And if the thrust of David’s newest TV project, the HBO sketch series Life, Larry And The Pursuit Of Unhappiness, is to be believed, the world has always been full of Larry Davids. Timed to the semiquincentennial of the United States’ declaration of independence from Great Britain, Life, Larry scans a 250-year timeline for spots where some prick who looks like the show’s namesake star loused things up, refused to take part in a mutually agreed upon norm, or picked an extremely strange hill to die on. The fun in that setup is that sometimes the hills and the dying are literal; unlike Curb’s small potatoes misunderstandings, the stakes here are sometimes no less than the very future of the republic. The drawback is that even within two and a half centuries of historical reference points, there are only so many ways to show David sticking his foot in his mouth, or taking the coward’s way out.

What you should do: Could you pick up the review of the HBO sketch series Life, Larry And The Pursuit Of Unhappiness and continue it from its last sentence?

Point-per-instance localization data:

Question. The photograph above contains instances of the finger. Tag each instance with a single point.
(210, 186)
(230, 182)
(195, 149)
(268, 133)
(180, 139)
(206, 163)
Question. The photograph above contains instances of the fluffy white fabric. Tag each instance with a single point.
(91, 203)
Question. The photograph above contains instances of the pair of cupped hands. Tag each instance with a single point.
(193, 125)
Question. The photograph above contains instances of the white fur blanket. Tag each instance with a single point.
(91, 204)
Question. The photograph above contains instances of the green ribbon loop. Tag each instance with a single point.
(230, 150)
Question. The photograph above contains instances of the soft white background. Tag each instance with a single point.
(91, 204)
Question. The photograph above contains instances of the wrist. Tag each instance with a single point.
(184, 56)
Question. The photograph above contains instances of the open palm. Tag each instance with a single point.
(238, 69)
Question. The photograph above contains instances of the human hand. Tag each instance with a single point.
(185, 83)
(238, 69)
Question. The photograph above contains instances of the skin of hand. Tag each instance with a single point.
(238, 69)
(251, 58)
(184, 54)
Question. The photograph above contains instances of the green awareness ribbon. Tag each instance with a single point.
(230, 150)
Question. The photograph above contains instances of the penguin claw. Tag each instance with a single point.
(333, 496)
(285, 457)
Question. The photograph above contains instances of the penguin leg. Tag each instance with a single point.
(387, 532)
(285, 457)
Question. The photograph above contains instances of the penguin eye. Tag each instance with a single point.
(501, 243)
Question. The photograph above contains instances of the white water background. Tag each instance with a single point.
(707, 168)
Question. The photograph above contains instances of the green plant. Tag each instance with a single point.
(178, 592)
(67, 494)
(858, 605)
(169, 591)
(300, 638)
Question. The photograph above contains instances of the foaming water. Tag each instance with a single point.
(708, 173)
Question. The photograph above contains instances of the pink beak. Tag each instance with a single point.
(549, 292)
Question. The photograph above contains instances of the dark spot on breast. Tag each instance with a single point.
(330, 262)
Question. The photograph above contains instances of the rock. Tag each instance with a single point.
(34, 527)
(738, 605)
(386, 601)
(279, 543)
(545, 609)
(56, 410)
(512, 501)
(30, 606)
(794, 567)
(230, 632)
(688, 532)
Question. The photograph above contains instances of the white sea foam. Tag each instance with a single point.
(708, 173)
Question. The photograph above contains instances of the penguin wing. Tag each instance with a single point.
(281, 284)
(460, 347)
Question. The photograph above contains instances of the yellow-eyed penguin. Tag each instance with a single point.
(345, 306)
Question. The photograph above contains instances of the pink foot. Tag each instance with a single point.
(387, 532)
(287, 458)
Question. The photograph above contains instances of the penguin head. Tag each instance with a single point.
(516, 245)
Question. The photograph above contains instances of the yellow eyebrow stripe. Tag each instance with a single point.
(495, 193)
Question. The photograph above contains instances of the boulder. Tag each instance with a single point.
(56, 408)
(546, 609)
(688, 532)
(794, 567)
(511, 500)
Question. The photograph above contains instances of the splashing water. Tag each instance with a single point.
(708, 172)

Answer below:
Some of this comes down to the semi-improvised manner in which David and co-creator (and frequent collaborator) Jeff Schaffer have been working for the past 26 years. The dialogue of Life, Larry And The Pursuit Of Unhappiness has the shaggy, off-the-cuff feel of Curb, or Schaffer’s fantasy-football comedy The League—but within the confines of a sketch, there’s no time to meander toward the type of explosive conclusions that those shows could sometimes reach. And when the improv is further hemmed in by period clothing or elaborate set dressing, the results can feel a little one-note: A first draft of the Declaration of Independence ruling against a laundry list of Davidian pet peeves, for instance, or riffs on modern air travel squeezed into the Wright brothers’ first flight. The pacing suffers, which certainly doesn’t help the material that’s based on minor inconveniences like waiting in line.
What can help: Setting David up with a proper sparring partner. It’s little surprise that one of Life, Larry And The Pursuit Of Unhappiness’ highlights is a two-hander that casts him opposite J.B. Smoove; the pair draft off the easy, high-energy back-and-forth of their Curb characters to hit the ground running in a sketch that quickly transcends its dicey Underground Railroad setup (while also using it to establish one uncrossable line between their characters). Really, anytime the show manages to map a particular relationship dynamic or character game onto its history lessons, it scores: Reading a degree of domestic shirking into the Lewis and Clark expedition, for example, or an Army-McCarthy hearings sketch that essentially takes the same tack as the Declaration of Independence one, but just finds a steadier rhythm and a more entertaining register for David to play.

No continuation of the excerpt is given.